## Supplied text
The name Saenamteo is said to derive from the original Saenamuteo, so called because of the trees and sawgrass found there. According to another version it comes from Sanamgi, the Sino-Korean rendering of the former native Korean name Nodeul.

==Geography==
The site was a strip of sandy and wet land between the Han River to the south and the Fortress Wall of Hanyang (now Seoul) to the north. It is now within Yongsan District near the north bank of the Han River.

== History ==
Saenamteo was used from the early Joseon Dynasty for military training and as a place of punishment for those convicted of political crimes. In 1456, a number of royal officials were executed there for plotting to overthrow Sejo of Joseon and restore his deposed nephew, Danjong, to the throne. The most famous of these were executed at Saenamteo and became known as the Six Martyred Ministers. The six later came to be honored as models of loyalty.

## Listed entries
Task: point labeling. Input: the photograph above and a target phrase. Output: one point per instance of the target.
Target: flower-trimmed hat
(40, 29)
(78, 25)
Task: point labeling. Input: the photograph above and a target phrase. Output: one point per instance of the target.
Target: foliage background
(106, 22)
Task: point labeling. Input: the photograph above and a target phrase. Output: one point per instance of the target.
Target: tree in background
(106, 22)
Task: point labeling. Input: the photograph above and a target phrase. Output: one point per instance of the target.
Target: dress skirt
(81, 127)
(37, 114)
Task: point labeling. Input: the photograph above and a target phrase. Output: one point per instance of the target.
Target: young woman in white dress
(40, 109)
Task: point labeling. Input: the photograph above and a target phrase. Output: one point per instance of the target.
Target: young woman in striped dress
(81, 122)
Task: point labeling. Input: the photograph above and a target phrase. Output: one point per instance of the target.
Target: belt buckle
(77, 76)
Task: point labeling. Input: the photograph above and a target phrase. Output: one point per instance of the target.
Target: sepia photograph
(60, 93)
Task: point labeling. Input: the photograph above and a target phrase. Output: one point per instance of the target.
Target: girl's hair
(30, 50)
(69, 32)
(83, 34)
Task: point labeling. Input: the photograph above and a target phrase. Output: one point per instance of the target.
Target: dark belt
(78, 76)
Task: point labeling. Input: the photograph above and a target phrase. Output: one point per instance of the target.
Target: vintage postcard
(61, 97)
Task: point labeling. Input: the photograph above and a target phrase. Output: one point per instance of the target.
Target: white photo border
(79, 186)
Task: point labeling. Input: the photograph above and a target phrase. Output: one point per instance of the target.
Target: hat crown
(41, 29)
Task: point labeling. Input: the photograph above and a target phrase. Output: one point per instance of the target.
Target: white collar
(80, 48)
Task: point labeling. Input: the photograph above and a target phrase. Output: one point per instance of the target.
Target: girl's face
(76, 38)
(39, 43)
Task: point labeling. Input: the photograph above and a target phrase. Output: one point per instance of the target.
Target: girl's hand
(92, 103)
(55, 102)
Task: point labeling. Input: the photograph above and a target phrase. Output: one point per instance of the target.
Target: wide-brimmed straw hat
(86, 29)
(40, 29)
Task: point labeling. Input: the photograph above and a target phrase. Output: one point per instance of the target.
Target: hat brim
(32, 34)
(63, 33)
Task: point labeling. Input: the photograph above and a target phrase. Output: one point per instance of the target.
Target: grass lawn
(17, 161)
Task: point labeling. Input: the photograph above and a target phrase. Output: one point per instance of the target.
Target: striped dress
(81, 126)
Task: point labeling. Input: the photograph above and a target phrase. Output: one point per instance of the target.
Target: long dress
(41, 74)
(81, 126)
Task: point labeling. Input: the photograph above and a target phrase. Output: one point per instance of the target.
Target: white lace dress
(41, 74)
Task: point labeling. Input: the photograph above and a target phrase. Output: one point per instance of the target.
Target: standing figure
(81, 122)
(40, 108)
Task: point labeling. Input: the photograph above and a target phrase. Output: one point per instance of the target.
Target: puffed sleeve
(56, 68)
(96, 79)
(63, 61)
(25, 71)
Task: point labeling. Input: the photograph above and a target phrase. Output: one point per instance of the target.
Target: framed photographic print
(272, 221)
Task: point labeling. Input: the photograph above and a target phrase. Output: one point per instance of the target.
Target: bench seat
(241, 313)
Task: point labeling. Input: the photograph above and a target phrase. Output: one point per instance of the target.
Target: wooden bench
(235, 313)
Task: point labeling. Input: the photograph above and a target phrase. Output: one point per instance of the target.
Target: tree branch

## Work order 1
Copy out everything in the Saenamteo passage from "The name Saenamteo" down to "the Han River.", word for word.
## Work order 2
Summarize the Saenamteo passage in two sentences.
## Work order 3
Carry on the Saenamteo passage from after its final sentence.
The records have nothing to do with what is asked here.

## Answer space 1
The name Saenamteo is said to derive from the original Saenamuteo, so called because of the trees and sawgrass found there. According to another version it comes from Sanamgi, the Sino-Korean rendering of the former native Korean name Nodeul.

==Geography==
The site was a strip of sandy and wet land between the Han River to the south and the Fortress Wall of Hanyang (now Seoul) to the north. It is now within Yongsan District near the north bank of the Han River.

## Answer space 2
Saenamteo was a strip of sandy, wet land between the Han River and the Fortress Wall of Hanyang, and it now lies within Yongsan District near the Han's north bank. From the early Joseon Dynasty it was used for military training and for punishing political offenders, and in 1456 officials who plotted to restore Danjong were executed there, the most famous becoming known as the Six Martyred Ministers.

## Answer space 3
The Saenamteo site is most famous as the place of execution of Roman Catholic martyrs during four anti-Catholic persecutions in the 19th century, occurring in 1801, 1839, 1846, and 1866. The victims included Korean, French, and Chinese priests, missionaries, and laypeople. Eleven priests were executed at Saenamteo, while the laypeople were more often executed at the crossroads outside Seosomun and other sites.

===1801 persecution and Zhou Wen-mo===
The Chinese Catholic priest Jacob Zhou Wen-mo was sent from Beijing in 1794 to serve the Korean Catholic community of about 4,000 who had no pastor nor ordained man to administer the sacraments. Zhou secretly entered Korea through Uiju in December 1794 and reached Seoul in 1795. Zhou established the Myeongdohoe, a lay committee charged with teaching and caring for the faithful. During the Catholic Persecution of 1801, several Korean Catholics were tortured and executed to force them to reveal the whereabouts of Father Zhou. He had left Seoul to escape to China, but returned and voluntarily turned himself in to the Uigeumbu. Zhou was beheaded at Saenamteo on May 31.

===1839 persecution===
During the 1839 persecution, three French priests of the Paris Foreign Missions Society were beheaded at Saenamteo on September 21, 1839. They were Bishop Laurent-Marie-Joseph Imbert, Pierre-Philibert Maubant and Jacques-Honoré Chastan.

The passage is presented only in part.